• **YOUR INSTRUCTIONS**: Copy out every line of the data exactly; do not include the images.

• **SOURCE RECORDS**:
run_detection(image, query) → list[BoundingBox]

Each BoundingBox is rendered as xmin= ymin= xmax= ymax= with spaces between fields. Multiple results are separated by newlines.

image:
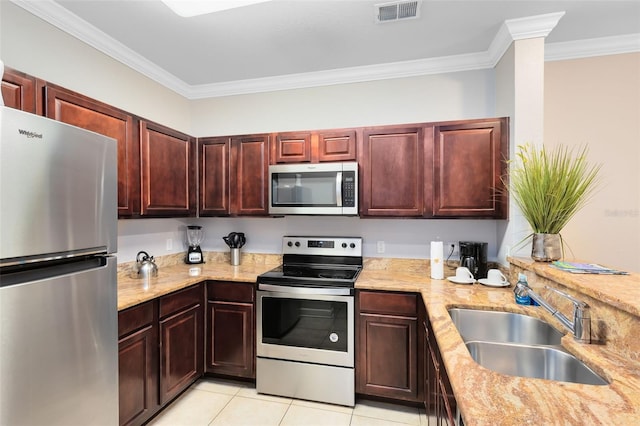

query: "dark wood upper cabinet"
xmin=43 ymin=84 xmax=140 ymax=217
xmin=230 ymin=134 xmax=270 ymax=216
xmin=1 ymin=67 xmax=37 ymax=113
xmin=432 ymin=118 xmax=508 ymax=218
xmin=271 ymin=130 xmax=357 ymax=164
xmin=199 ymin=137 xmax=230 ymax=216
xmin=361 ymin=126 xmax=425 ymax=217
xmin=317 ymin=130 xmax=357 ymax=162
xmin=140 ymin=120 xmax=197 ymax=217
xmin=273 ymin=132 xmax=312 ymax=163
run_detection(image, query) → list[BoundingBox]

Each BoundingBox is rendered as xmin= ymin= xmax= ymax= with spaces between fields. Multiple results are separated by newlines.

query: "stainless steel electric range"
xmin=256 ymin=236 xmax=362 ymax=407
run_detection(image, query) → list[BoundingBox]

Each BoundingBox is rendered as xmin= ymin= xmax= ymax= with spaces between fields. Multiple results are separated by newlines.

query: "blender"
xmin=185 ymin=225 xmax=204 ymax=264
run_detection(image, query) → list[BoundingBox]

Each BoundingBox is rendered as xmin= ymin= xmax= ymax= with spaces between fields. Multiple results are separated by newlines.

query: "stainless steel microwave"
xmin=268 ymin=162 xmax=358 ymax=215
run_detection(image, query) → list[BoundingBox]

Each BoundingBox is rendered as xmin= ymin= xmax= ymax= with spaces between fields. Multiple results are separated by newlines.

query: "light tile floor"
xmin=148 ymin=377 xmax=429 ymax=426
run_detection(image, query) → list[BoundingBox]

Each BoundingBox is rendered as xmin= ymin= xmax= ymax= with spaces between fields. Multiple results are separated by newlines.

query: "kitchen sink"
xmin=465 ymin=341 xmax=609 ymax=385
xmin=447 ymin=308 xmax=608 ymax=385
xmin=448 ymin=308 xmax=564 ymax=345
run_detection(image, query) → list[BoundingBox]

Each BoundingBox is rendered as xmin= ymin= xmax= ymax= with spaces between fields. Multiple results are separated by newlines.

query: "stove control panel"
xmin=282 ymin=236 xmax=362 ymax=257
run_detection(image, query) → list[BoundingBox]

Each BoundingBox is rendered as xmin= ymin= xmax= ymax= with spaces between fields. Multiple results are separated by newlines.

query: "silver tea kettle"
xmin=136 ymin=250 xmax=158 ymax=279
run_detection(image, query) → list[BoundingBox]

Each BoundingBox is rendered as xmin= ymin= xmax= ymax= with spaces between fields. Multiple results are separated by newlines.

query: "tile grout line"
xmin=206 ymin=390 xmax=238 ymax=426
xmin=276 ymin=398 xmax=294 ymax=426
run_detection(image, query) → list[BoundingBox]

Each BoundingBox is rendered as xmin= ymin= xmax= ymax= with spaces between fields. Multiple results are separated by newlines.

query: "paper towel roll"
xmin=430 ymin=241 xmax=444 ymax=279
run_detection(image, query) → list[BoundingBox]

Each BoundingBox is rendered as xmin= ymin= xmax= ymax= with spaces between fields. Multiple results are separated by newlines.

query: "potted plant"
xmin=508 ymin=143 xmax=601 ymax=261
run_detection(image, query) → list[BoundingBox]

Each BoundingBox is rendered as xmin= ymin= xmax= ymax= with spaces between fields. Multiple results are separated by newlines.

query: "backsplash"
xmin=117 ymin=251 xmax=282 ymax=279
xmin=509 ymin=258 xmax=640 ymax=363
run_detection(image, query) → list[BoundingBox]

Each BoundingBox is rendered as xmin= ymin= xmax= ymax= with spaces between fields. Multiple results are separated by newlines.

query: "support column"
xmin=494 ymin=13 xmax=564 ymax=264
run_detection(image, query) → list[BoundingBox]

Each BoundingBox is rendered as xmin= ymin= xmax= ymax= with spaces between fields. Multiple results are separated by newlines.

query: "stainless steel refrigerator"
xmin=0 ymin=106 xmax=119 ymax=425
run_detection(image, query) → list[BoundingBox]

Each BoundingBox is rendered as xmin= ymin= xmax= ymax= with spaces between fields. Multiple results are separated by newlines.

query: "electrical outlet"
xmin=166 ymin=238 xmax=173 ymax=251
xmin=376 ymin=241 xmax=385 ymax=254
xmin=446 ymin=241 xmax=458 ymax=257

• **SOLUTION FOR THIS PROBLEM**:
run_detection(image, query) → list[BoundingBox]

Each BoundingBox is rendered as xmin= ymin= xmax= ymax= with spaces between fields. Multiple results are separated by newlines.

image:

query: "dark wood upper cabinet"
xmin=43 ymin=84 xmax=140 ymax=217
xmin=230 ymin=134 xmax=270 ymax=216
xmin=1 ymin=67 xmax=37 ymax=113
xmin=432 ymin=118 xmax=508 ymax=218
xmin=271 ymin=130 xmax=357 ymax=164
xmin=199 ymin=137 xmax=230 ymax=216
xmin=361 ymin=126 xmax=425 ymax=217
xmin=317 ymin=130 xmax=357 ymax=162
xmin=140 ymin=120 xmax=197 ymax=217
xmin=273 ymin=132 xmax=312 ymax=163
run_detection(image, query) → list[BoundingBox]

Each BoundingBox is rendered as xmin= ymin= xmax= ymax= with spaces between fields. Multiple results are separated by newlines.

query: "stainless steel electric range"
xmin=256 ymin=236 xmax=362 ymax=407
run_detection(image, query) → list[BoundingBox]

Each BoundingBox is rendered as xmin= ymin= xmax= ymax= with spaces between fields. Multiple results are separated by newlines.

query: "blender"
xmin=185 ymin=225 xmax=204 ymax=264
run_detection(image, query) → list[BoundingBox]

Each BoundingBox is rendered as xmin= ymin= xmax= ymax= with spaces between fields. Multiple results are separated by newlines.

query: "stainless steel microwave"
xmin=268 ymin=162 xmax=358 ymax=215
run_detection(image, query) → list[BoundingBox]

Each BoundingBox is rendered as xmin= ymin= xmax= ymax= with spaces between fields. Multiple results are separated by newlines.

query: "light tile floor"
xmin=148 ymin=377 xmax=429 ymax=426
run_detection(image, query) → list[BoundingBox]

Each BoundingBox is rendered as xmin= ymin= xmax= ymax= with spaces between fields. Multiple results are separated by newlines.

query: "kitchen sink"
xmin=465 ymin=341 xmax=609 ymax=385
xmin=447 ymin=308 xmax=608 ymax=385
xmin=448 ymin=308 xmax=564 ymax=345
run_detection(image, query) → list[BoundingBox]

Each BoundingBox is rendered as xmin= ymin= xmax= ymax= with spaces between fields. Multiple results are separated by newlines.

query: "stove control panel"
xmin=282 ymin=236 xmax=362 ymax=257
run_detection(image, query) → list[BoundingBox]

Each BoundingBox is rendered as xmin= ymin= xmax= ymax= with spaces between fields. Multiple results are separated by newlines.

query: "silver tea kettle"
xmin=136 ymin=250 xmax=158 ymax=279
run_detection(image, query) → list[BoundingBox]

Each BoundingBox is rendered as xmin= ymin= xmax= ymax= with spaces between fields. Multiple results are separated by newlines.

query: "tile grout line"
xmin=206 ymin=390 xmax=238 ymax=426
xmin=276 ymin=398 xmax=294 ymax=426
run_detection(image, query) → list[BoundingBox]

Each BoundingBox is rendered as xmin= ymin= xmax= ymax= with spaces between fields. Multiple results are separated by newlines.

query: "paper towel roll"
xmin=430 ymin=241 xmax=444 ymax=279
run_detection(image, query) → list[BoundingBox]

Each BoundingBox is rendered as xmin= ymin= xmax= ymax= with spaces between fields. Multiple results are separated by newlines.

query: "potted plant"
xmin=508 ymin=143 xmax=601 ymax=261
run_detection(image, query) → list[BoundingBox]

Each BoundingBox is rendered as xmin= ymin= xmax= ymax= with spaces between fields. Multiple results are separated by newlines.

query: "backsplash"
xmin=117 ymin=251 xmax=282 ymax=279
xmin=509 ymin=258 xmax=640 ymax=363
run_detection(image, query) → list[BoundingBox]

Each BoundingBox is rendered as xmin= ymin= xmax= ymax= with spaces between fields. Multiple results are separated by newlines.

query: "support column"
xmin=494 ymin=13 xmax=564 ymax=264
run_detection(image, query) → list[BoundingBox]

Each BoundingBox is rendered as xmin= ymin= xmax= ymax= with spaces between fields. Multiple results are separated by newlines.

query: "stainless steel refrigerator"
xmin=0 ymin=106 xmax=119 ymax=425
run_detection(image, query) → list[BoundingBox]

Each BoundingBox is rendered as xmin= ymin= xmax= ymax= with spaces between fields. Multiple results are separated by newlines.

query: "electrical outlet"
xmin=166 ymin=238 xmax=173 ymax=251
xmin=376 ymin=241 xmax=385 ymax=254
xmin=446 ymin=241 xmax=458 ymax=257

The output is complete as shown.